Work to do: Pull out every line of the records below that contains the string "rose", treating uppercase and lowercase as different.
===============
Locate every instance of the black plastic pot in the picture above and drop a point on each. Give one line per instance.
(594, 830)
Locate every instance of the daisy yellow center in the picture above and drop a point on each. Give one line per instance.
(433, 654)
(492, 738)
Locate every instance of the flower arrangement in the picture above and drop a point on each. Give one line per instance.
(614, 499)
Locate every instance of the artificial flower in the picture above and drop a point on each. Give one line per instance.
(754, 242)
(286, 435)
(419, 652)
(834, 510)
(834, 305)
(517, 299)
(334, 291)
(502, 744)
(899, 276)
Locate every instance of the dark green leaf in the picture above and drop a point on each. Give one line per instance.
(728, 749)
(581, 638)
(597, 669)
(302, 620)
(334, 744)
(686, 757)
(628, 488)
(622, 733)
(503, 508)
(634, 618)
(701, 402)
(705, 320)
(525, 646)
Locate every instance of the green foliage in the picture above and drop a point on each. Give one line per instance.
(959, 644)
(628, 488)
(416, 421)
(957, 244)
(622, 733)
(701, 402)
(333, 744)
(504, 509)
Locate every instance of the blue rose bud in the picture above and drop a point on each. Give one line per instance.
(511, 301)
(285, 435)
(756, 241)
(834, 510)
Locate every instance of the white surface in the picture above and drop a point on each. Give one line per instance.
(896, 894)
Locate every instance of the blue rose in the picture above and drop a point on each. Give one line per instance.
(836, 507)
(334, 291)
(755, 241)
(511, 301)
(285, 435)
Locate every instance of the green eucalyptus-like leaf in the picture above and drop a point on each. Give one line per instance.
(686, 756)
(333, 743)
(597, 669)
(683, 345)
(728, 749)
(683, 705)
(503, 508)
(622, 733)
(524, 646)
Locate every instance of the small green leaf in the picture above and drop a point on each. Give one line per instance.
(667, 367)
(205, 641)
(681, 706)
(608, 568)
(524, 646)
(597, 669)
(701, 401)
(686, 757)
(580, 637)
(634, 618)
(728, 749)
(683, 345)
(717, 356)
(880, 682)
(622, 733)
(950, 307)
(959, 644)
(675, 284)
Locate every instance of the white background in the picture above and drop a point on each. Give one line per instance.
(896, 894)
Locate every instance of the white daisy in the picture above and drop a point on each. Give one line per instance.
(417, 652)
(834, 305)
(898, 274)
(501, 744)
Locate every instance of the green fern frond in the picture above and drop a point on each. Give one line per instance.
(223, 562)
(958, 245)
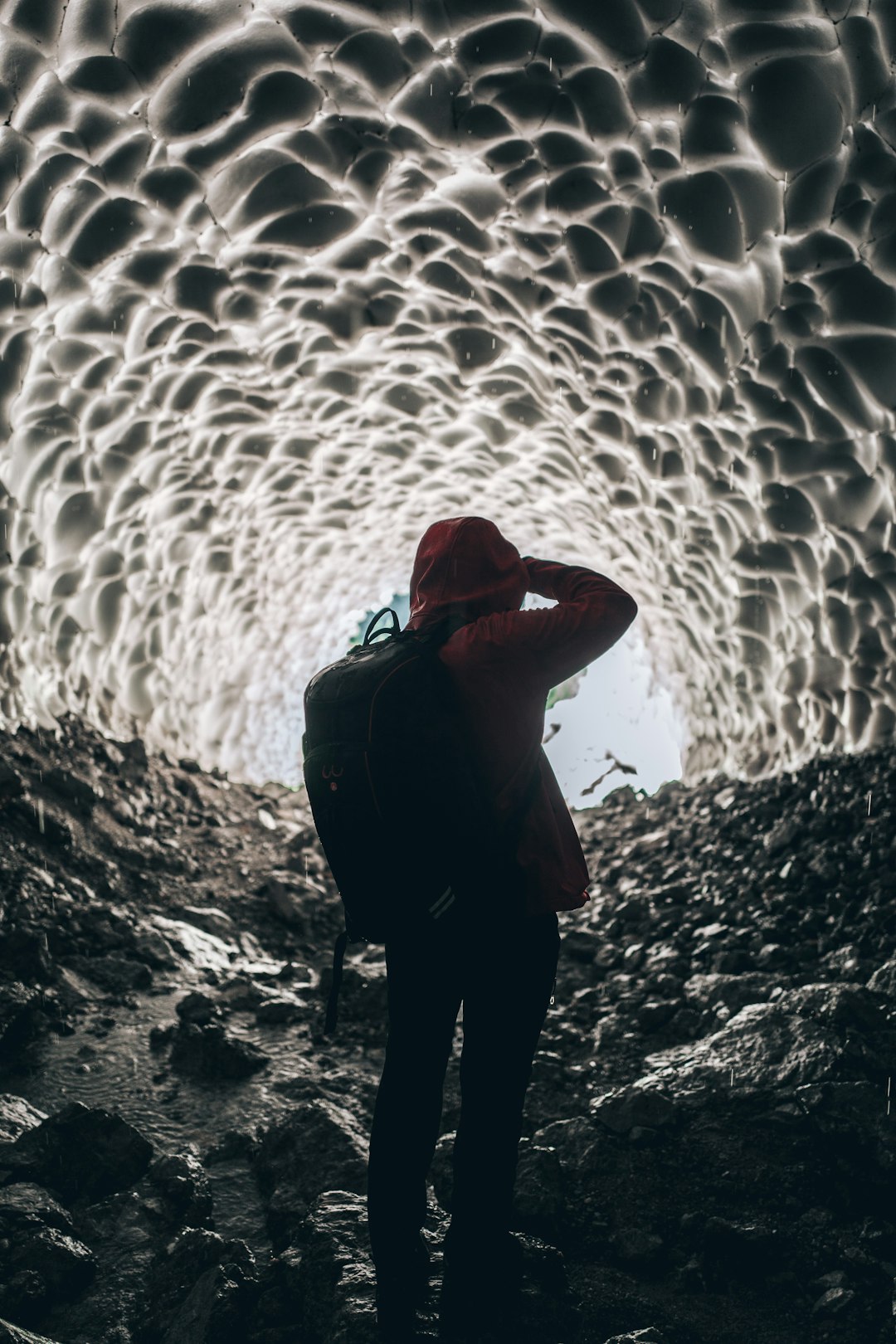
===============
Result of this task:
Locate every instance of the blue rose bud in the picture above and drop a point on each. Give one line per instance.
Locate every instance of the blue rose in the picture above and drop a point on each. Give one line per instance.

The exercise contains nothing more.